Stated exercise: Reproduce the data below word for word, leaving out the pictures.
•••••
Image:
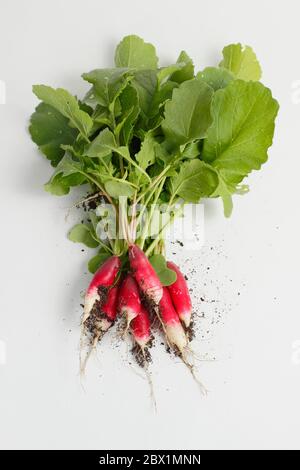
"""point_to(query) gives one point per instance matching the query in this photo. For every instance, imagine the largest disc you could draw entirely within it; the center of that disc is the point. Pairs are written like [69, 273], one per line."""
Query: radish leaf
[187, 114]
[67, 105]
[134, 52]
[241, 61]
[242, 130]
[194, 180]
[49, 129]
•••••
Right answer:
Image:
"""point_to(query) gives one point per instance matching the query in this photo. For every instance, imagine the largest disc you could draw entirely within it; the center of that disc is the point. Pairs are written like [69, 273], one per line."""
Query: radish leaf
[187, 114]
[67, 105]
[134, 52]
[241, 61]
[242, 130]
[194, 180]
[49, 129]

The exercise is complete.